┌──

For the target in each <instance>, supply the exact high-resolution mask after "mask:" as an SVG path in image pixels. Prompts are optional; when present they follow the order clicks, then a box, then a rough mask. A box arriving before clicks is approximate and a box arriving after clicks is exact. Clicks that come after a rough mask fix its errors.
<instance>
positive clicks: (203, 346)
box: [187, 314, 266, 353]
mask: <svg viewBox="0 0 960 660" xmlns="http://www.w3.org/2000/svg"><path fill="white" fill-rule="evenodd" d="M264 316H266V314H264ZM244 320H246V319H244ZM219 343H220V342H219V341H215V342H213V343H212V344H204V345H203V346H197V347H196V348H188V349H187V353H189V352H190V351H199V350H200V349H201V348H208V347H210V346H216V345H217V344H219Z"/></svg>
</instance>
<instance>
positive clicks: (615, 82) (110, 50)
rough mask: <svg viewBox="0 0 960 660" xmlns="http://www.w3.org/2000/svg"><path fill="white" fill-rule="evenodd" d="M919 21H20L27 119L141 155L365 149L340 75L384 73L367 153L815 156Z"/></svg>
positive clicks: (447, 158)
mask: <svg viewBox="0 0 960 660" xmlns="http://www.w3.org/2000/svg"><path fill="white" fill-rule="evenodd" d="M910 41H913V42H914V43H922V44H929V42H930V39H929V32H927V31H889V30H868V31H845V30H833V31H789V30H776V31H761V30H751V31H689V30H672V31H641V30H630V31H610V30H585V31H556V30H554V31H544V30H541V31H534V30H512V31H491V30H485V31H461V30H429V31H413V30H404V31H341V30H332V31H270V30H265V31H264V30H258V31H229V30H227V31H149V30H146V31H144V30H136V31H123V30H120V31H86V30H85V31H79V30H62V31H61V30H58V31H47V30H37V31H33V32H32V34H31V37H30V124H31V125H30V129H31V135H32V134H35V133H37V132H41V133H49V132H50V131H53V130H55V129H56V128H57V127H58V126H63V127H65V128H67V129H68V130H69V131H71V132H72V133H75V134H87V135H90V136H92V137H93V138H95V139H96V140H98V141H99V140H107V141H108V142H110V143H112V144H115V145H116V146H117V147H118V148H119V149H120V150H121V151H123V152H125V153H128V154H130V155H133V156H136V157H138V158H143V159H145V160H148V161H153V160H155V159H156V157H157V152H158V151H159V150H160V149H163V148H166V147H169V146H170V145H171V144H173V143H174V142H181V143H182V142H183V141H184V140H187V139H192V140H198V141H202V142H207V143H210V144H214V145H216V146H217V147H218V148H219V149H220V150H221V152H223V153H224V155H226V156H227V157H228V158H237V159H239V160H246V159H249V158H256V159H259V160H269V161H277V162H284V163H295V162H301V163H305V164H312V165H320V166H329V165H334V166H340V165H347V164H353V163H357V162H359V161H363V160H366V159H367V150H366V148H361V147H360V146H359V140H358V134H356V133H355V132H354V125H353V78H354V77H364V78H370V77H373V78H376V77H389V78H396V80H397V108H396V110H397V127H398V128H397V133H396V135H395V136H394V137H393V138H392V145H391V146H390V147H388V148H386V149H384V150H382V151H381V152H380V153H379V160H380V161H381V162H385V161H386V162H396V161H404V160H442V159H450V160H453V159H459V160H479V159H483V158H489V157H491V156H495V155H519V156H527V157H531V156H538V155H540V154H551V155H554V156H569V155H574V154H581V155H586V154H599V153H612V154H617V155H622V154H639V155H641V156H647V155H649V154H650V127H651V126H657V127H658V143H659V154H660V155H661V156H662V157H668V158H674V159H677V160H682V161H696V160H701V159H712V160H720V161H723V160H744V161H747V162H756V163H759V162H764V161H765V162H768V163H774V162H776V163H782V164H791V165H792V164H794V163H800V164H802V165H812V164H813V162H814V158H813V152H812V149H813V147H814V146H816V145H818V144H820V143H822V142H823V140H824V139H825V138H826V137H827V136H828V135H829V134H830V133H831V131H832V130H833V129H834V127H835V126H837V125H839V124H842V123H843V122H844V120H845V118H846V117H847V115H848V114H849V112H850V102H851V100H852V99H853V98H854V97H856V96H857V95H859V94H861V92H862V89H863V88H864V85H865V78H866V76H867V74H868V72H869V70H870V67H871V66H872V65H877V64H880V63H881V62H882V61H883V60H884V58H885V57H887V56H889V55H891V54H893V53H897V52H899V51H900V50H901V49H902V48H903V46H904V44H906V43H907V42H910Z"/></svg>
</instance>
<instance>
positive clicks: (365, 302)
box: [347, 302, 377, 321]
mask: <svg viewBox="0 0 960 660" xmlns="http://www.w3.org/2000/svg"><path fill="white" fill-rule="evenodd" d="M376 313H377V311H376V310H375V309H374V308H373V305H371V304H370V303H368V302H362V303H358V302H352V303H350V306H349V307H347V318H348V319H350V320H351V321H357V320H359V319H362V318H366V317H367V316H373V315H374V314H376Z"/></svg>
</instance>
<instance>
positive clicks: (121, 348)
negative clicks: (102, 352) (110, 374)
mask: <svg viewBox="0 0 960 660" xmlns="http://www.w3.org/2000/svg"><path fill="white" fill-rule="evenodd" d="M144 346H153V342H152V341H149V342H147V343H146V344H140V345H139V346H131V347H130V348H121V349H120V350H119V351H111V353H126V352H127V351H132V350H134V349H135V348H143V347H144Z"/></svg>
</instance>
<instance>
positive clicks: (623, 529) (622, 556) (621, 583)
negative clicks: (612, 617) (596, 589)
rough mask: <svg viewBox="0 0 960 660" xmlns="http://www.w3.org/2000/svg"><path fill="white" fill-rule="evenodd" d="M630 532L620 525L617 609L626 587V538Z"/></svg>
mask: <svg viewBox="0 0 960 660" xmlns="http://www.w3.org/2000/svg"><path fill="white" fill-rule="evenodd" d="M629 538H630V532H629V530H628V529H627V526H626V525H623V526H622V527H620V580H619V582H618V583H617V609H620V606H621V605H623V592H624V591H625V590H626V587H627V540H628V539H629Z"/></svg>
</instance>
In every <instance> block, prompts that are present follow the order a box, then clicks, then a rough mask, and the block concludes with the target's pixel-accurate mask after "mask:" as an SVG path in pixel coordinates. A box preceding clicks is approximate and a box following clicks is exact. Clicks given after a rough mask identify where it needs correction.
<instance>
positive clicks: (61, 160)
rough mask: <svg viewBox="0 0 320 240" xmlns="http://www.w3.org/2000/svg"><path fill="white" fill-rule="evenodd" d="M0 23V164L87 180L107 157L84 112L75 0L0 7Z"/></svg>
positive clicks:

└──

● **Task**:
Please collect every line in the records above that contains the string "positive", treating uppercase and lowercase as different.

● **Solution**:
positive clicks: (203, 346)
positive clicks: (615, 82) (110, 50)
positive clicks: (447, 158)
positive clicks: (365, 302)
positive clicks: (121, 348)
positive clicks: (623, 529) (622, 556) (621, 583)
positive clicks: (61, 160)
positive clicks:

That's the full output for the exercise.